◆ SET PROBLEM ◆
List each line of the data below that contains the string "green", and copy every such line in full. Matches must have the same case.

◆ AVAILABLE RECORDS ◆

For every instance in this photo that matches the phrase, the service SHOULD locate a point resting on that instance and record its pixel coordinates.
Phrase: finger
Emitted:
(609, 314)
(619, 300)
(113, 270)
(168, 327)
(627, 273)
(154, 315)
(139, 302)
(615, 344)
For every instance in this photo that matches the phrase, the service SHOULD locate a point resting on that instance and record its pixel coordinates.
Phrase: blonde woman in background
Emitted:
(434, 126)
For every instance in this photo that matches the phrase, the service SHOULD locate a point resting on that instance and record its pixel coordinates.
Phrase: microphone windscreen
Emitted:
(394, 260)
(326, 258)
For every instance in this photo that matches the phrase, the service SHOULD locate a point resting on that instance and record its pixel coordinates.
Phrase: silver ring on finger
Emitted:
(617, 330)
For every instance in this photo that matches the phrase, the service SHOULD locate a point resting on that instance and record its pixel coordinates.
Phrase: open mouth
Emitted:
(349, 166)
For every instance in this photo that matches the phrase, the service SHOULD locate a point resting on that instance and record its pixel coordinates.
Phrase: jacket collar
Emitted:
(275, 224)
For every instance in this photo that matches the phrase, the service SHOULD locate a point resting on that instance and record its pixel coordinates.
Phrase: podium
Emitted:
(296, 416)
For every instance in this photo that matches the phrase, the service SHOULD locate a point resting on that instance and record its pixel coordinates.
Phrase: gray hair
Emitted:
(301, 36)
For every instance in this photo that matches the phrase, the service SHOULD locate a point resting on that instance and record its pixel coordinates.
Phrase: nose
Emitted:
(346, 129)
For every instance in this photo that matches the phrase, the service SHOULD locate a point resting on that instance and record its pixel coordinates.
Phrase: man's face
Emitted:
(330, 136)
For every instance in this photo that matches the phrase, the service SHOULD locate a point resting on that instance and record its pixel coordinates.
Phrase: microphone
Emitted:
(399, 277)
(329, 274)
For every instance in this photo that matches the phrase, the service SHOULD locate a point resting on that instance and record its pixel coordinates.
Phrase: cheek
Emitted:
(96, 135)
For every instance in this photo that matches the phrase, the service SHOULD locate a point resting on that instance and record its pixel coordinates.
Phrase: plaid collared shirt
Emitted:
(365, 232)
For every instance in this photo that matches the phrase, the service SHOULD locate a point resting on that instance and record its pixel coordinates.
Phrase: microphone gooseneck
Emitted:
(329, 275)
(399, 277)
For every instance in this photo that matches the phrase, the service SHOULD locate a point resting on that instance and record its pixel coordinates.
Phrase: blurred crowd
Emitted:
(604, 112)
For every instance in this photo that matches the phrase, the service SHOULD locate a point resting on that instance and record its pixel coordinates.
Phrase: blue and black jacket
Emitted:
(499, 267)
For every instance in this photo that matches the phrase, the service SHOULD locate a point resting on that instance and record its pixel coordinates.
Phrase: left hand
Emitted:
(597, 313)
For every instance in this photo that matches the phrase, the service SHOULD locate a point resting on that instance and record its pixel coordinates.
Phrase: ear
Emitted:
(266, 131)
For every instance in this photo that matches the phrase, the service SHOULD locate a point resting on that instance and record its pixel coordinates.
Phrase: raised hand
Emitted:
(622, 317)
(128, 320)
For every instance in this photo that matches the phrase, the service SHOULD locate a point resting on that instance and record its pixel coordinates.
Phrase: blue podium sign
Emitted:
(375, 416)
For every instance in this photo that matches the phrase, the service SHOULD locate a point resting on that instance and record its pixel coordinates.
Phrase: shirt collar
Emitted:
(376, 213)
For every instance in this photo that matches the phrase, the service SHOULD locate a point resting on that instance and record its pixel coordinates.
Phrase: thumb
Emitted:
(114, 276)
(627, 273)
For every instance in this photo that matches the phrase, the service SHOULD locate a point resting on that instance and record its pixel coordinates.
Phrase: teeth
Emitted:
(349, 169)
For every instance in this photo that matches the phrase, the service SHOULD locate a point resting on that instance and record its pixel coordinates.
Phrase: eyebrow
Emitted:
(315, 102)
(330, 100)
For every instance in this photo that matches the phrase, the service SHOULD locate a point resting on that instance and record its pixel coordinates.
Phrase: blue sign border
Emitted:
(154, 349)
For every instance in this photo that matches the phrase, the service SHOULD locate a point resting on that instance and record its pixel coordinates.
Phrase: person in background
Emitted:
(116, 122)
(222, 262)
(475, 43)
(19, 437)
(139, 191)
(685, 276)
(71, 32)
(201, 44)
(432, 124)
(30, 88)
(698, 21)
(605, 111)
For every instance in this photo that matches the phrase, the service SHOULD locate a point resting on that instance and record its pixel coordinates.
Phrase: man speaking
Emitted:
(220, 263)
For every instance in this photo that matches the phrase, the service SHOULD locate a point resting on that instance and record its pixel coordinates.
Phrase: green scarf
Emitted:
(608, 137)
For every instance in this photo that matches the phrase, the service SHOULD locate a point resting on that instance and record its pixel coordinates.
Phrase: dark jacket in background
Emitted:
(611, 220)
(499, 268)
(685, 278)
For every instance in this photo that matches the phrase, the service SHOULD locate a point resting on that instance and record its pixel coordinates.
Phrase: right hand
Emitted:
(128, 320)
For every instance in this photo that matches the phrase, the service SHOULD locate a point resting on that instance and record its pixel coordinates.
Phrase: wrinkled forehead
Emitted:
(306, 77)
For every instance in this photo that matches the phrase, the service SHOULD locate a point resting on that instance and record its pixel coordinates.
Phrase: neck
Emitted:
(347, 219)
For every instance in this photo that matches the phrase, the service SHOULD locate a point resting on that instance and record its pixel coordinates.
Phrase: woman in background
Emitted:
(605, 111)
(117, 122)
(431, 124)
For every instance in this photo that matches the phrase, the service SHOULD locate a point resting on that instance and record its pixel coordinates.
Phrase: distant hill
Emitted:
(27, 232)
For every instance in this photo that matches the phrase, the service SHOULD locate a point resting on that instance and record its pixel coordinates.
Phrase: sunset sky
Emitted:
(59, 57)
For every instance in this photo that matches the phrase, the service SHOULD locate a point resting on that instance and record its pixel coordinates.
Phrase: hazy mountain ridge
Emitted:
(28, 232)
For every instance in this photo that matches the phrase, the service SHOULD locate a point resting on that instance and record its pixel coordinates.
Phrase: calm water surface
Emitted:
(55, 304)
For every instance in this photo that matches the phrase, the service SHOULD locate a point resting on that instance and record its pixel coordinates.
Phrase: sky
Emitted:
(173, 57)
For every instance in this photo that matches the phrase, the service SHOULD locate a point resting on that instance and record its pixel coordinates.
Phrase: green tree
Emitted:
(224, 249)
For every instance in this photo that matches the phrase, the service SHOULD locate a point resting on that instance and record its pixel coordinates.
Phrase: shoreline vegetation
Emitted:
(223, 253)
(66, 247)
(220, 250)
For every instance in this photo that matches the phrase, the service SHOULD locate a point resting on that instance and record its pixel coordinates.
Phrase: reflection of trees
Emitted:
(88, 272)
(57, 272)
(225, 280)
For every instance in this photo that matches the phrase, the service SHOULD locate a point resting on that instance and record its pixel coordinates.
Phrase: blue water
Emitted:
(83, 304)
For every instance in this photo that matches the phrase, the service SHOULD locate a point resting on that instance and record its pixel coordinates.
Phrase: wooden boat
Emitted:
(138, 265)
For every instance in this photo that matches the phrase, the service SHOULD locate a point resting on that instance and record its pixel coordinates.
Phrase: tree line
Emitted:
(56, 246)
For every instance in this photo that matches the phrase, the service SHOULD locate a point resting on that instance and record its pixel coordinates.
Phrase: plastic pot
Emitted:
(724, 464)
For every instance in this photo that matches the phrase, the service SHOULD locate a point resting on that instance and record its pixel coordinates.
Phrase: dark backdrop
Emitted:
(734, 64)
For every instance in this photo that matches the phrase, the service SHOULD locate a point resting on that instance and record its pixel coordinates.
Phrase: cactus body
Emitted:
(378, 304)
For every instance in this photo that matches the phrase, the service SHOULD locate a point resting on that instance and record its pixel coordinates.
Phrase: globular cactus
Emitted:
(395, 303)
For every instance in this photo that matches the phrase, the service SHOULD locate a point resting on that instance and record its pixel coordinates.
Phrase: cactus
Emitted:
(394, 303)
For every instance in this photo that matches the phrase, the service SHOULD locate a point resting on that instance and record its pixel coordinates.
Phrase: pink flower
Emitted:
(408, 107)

◆ ANSWER ◆
Phrase: green scarf
Phrase: green tree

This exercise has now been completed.